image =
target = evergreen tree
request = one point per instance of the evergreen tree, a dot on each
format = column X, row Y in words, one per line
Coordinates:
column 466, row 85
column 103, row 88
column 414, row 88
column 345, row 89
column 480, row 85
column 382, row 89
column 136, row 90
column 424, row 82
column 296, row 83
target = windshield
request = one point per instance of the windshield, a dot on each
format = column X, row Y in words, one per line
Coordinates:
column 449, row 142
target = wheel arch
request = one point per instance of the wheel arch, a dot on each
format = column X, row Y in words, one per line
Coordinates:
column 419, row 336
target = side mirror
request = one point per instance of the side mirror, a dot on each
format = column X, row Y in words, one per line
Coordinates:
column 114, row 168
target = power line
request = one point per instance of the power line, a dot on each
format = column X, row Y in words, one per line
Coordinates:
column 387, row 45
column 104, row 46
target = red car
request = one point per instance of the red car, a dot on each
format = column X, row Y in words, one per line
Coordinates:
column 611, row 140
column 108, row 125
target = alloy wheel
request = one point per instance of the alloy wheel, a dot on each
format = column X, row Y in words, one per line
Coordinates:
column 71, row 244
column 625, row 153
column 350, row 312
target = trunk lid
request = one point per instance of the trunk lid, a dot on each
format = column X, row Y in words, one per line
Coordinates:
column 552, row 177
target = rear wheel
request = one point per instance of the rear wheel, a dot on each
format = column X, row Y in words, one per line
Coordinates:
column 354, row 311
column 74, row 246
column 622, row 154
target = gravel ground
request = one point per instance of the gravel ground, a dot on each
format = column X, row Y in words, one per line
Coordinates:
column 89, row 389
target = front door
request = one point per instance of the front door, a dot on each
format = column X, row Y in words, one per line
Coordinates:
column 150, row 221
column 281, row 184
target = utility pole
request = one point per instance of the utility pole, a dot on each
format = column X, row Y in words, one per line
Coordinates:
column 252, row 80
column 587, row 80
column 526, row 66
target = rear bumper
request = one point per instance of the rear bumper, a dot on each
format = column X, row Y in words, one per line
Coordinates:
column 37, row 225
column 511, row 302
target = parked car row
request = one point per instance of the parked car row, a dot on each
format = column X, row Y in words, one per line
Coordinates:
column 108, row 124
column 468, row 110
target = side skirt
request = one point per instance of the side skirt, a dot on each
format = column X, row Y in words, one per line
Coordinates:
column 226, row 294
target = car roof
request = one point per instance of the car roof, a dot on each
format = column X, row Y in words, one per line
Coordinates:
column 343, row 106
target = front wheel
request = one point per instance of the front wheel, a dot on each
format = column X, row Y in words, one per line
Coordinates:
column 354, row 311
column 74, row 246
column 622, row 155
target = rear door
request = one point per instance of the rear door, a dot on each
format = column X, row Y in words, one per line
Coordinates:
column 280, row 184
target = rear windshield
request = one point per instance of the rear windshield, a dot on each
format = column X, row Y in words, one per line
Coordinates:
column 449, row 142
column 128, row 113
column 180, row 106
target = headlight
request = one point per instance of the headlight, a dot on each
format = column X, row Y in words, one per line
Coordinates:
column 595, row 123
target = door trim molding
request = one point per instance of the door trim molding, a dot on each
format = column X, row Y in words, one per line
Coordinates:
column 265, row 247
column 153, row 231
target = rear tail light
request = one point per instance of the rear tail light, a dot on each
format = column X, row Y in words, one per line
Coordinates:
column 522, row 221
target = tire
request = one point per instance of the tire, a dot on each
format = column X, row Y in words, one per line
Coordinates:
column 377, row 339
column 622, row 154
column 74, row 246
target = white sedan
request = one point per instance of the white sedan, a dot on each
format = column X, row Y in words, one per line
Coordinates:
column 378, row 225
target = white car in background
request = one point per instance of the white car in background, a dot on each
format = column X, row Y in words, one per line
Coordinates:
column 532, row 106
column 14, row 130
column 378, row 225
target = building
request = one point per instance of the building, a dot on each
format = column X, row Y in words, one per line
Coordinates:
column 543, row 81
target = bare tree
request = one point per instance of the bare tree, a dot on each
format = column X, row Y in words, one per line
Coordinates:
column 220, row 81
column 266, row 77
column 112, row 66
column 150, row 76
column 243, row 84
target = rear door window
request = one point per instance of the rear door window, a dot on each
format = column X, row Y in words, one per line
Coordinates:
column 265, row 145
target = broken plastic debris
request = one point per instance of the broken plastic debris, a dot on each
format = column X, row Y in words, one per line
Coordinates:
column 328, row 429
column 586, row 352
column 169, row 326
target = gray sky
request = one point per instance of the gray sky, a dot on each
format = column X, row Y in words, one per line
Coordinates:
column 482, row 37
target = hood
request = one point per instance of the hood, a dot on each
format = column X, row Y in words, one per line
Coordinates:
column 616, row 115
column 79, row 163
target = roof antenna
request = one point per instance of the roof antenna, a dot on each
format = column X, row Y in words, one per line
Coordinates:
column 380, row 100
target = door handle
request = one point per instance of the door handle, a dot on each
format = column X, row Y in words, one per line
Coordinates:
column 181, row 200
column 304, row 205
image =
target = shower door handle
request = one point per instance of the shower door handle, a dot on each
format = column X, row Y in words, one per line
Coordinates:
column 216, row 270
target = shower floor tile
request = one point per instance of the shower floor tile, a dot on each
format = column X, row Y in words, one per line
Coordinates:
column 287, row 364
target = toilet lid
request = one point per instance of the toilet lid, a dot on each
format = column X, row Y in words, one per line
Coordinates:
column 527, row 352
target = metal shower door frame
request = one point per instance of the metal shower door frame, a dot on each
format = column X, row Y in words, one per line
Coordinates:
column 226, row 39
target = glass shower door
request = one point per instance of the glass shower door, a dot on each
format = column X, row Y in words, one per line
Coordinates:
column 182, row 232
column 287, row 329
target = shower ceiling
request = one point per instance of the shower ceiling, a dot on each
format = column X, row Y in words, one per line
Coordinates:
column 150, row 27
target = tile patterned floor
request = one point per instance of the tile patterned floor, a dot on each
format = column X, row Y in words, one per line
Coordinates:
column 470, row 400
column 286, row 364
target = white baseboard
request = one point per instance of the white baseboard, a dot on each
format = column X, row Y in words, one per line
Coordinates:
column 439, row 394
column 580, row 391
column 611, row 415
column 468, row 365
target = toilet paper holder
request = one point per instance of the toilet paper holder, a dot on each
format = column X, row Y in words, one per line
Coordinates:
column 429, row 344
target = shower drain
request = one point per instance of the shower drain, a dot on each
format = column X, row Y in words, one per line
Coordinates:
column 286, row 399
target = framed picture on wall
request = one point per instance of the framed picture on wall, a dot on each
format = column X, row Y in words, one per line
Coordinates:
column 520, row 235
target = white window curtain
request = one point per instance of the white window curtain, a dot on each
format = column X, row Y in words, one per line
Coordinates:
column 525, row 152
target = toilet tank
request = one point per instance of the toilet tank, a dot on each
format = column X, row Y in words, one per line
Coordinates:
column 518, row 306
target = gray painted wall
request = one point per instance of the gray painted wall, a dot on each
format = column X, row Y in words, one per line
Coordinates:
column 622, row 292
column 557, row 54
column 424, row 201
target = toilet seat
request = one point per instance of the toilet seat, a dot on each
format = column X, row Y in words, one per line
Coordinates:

● ● ● ● ● ● ●

- _DIRECTIONS_
Could you print the whole listing above again, line for line, with nothing changed or left out?

- _EXPECTED ANSWER_
image =
target = evergreen tree
request = one point per instance of the evergreen tree, a dot on each
format = column X, row Y in words, one per line
Coordinates:
column 466, row 85
column 103, row 88
column 414, row 88
column 345, row 89
column 480, row 85
column 382, row 89
column 136, row 90
column 424, row 82
column 296, row 83
target = windshield
request = one point per instance of the windshield, a dot on each
format = column X, row Y in words, one per line
Coordinates:
column 449, row 142
target = wheel arch
request = one point per instance of the wheel arch, a dot on each
format = column X, row Y in words, one per line
Coordinates:
column 419, row 336
target = side mirror
request = one point per instance of the side mirror, a dot on each
format = column X, row Y in words, one per line
Coordinates:
column 114, row 168
target = power line
request = one point per instance of the power line, a dot on each
format = column X, row Y in words, one per line
Coordinates:
column 387, row 45
column 104, row 46
target = red car
request = one point per instance of the red car, a dot on each
format = column X, row Y in words, one per line
Coordinates:
column 611, row 140
column 108, row 125
target = alloy wheel
request = one point per instance of the alloy wheel, a dot on each
format = column X, row Y in words, one per line
Coordinates:
column 71, row 244
column 625, row 153
column 350, row 312
target = trunk lid
request = one point per instance of the trunk lid, a dot on each
format = column X, row Y in words, one per line
Coordinates:
column 552, row 177
target = rear wheel
request = one point per instance of the rear wheel, a dot on each
format = column X, row Y in words, one per line
Coordinates:
column 354, row 311
column 74, row 246
column 622, row 154
target = gravel ground
request = one point per instance of the gravel ground, a dot on each
format = column X, row Y in words, one per line
Coordinates:
column 89, row 389
target = front door
request = one point per instance of the front door, a dot on each
format = column X, row Y in words, one per line
Coordinates:
column 150, row 221
column 281, row 184
target = utility pole
request = one point per instance of the utility pole, a dot on each
format = column X, row Y in words, one per line
Coordinates:
column 252, row 80
column 587, row 80
column 526, row 66
target = rear bumper
request = one point per instance of the rear bumper, a dot on each
format = column X, row Y in words, one per line
Coordinates:
column 37, row 225
column 511, row 302
target = parked car row
request = one point per instance of the parked car row, a dot on each
format = column X, row Y in words, one per line
Coordinates:
column 108, row 124
column 468, row 110
target = side skirt
request = one point per instance of the side skirt, a dot on each
format = column X, row Y in words, one per line
Coordinates:
column 226, row 294
target = car roof
request = one point per instance of the car roof, a dot on each
format = column X, row Y in words, one per line
Coordinates:
column 343, row 106
target = front wheel
request = one point per instance of the front wheel, a dot on each
format = column X, row Y in words, one per line
Coordinates:
column 354, row 311
column 74, row 246
column 622, row 155
target = rear door
request = one point per instance of the rear door, a dot on each
format = column X, row Y in words, one per line
Coordinates:
column 280, row 184
target = rear windshield
request = one point per instance of the rear windshield, a dot on each
format = column X, row Y in words, one per line
Coordinates:
column 449, row 142
column 128, row 113
column 180, row 106
target = headlight
request = one point per instance of the headlight, a dot on each
format = column X, row Y in words, one per line
Coordinates:
column 595, row 123
target = door trim molding
request = one point per instance of the door trim molding, a dot on each
format = column X, row Y in words, one per line
Coordinates:
column 265, row 247
column 153, row 231
target = rear tail light
request = one point per instance of the rear tail light, a dot on each
format = column X, row Y in words, one per line
Coordinates:
column 522, row 221
target = tire
request = one point per instance of the tire, a dot on each
format = column X, row Y in words, one per line
Coordinates:
column 377, row 339
column 622, row 154
column 74, row 246
target = white sedan
request = one point per instance of the white sedan, a dot on each
format = column X, row Y in words, one per line
Coordinates:
column 378, row 225
target = white car in background
request = one point per instance of the white car in background, a dot on each
format = column X, row Y in words, one per line
Coordinates:
column 532, row 106
column 14, row 130
column 378, row 225
target = building
request = one point per instance of the building, a dot on each
format = column X, row Y in words, one per line
Coordinates:
column 543, row 81
target = bare tree
request = one point per instance of the bare tree, a dot on each
format = column X, row Y in words, one per line
Coordinates:
column 220, row 81
column 266, row 77
column 112, row 66
column 150, row 76
column 243, row 84
target = rear door window
request = one point per instance of the rear door window, a dot on each
format = column X, row Y in words, one per line
Coordinates:
column 265, row 145
target = broken plastic debris
request = one point per instance of the broken plastic debris, a dot on each
format = column X, row Y in words, one per line
Coordinates:
column 328, row 429
column 586, row 352
column 169, row 326
target = gray sky
request = one point per instance of the gray sky, a dot on each
format = column X, row Y in words, one per line
Coordinates:
column 482, row 37
target = hood
request = one point per instance of the hood, a dot on each
format = column X, row Y in words, one per line
Coordinates:
column 616, row 115
column 79, row 163
target = roof antenna
request = one point per instance of the roof antenna, a dot on each
format = column X, row Y in words, one per line
Coordinates:
column 380, row 100
target = door handle
request = one point per instance of the door handle, a dot on each
format = column X, row Y in words, one per line
Coordinates:
column 181, row 200
column 304, row 205
image =
target = shower door handle
request = one point per instance of the shower door handle, a dot on each
format = column X, row Y in words, one per line
Coordinates:
column 216, row 270
target = shower floor tile
request = one point per instance of the shower floor tile, a dot on each
format = column X, row Y in words, one per line
Coordinates:
column 287, row 364
target = toilet lid
request = one point per instance of the toilet lid, a dot on each
format = column X, row Y in words, one per line
Coordinates:
column 527, row 352
target = metal shower door frame
request = one point per instance of the metal shower door frame, a dot on each
format = column X, row Y in words, one per line
Coordinates:
column 226, row 39
target = glass shower door
request = one point per instance of the glass shower door, a dot on each
format = column X, row Y in words, one per line
Coordinates:
column 182, row 232
column 287, row 329
target = shower ceiling
request = one point per instance of the shower ceiling, a dot on each
format = column X, row Y in words, one per line
Coordinates:
column 150, row 27
target = tile patterned floor
request = one point per instance of the tile patterned floor, a dot on each
format = column X, row Y in words, one per line
Coordinates:
column 470, row 400
column 286, row 364
target = white baseboard
request = one point per instance of the white baseboard, a dot on each
format = column X, row Y in words, one per line
Coordinates:
column 439, row 394
column 580, row 391
column 611, row 415
column 468, row 365
target = toilet paper holder
request = one point per instance of the toilet paper holder, a dot on each
format = column X, row Y in words, one per line
Coordinates:
column 429, row 344
target = shower drain
request = one point per instance of the shower drain, a dot on each
format = column X, row Y in words, one per line
Coordinates:
column 286, row 399
target = framed picture on wall
request = one point per instance of the framed picture on wall, a dot on each
format = column X, row Y in words, one per line
Coordinates:
column 520, row 235
target = white window curtain
request = one point per instance of the white window curtain, a dot on each
format = column X, row Y in words, one per line
Coordinates:
column 525, row 152
target = toilet tank
request = one point per instance of the toilet tank, a dot on each
format = column X, row Y in words, one per line
Coordinates:
column 518, row 306
target = gray painted wall
request = one point per instance of the gray painted wall, a dot on each
format = column X, row Y in words, one per line
Coordinates:
column 622, row 292
column 557, row 54
column 424, row 201
target = toilet seat
request = one point per instance of the toilet seat, a dot on each
format = column X, row Y in words, one per line
Coordinates:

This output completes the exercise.